Exercise description.
Return every line of the records below as one string in a JSON list, one string per line, with blank lines omitted.

--------------------------------------------------

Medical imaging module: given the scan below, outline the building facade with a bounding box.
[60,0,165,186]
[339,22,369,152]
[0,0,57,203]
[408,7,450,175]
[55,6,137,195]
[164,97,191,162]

--------------------------------------------------

Result for this task.
[
  "Medical imaging module: given the scan below, outline the building facade with a bounding box.",
  "[60,0,165,186]",
  "[339,22,369,152]",
  "[0,0,57,203]",
  "[408,7,450,175]",
  "[55,6,137,195]",
  "[164,97,191,162]"
]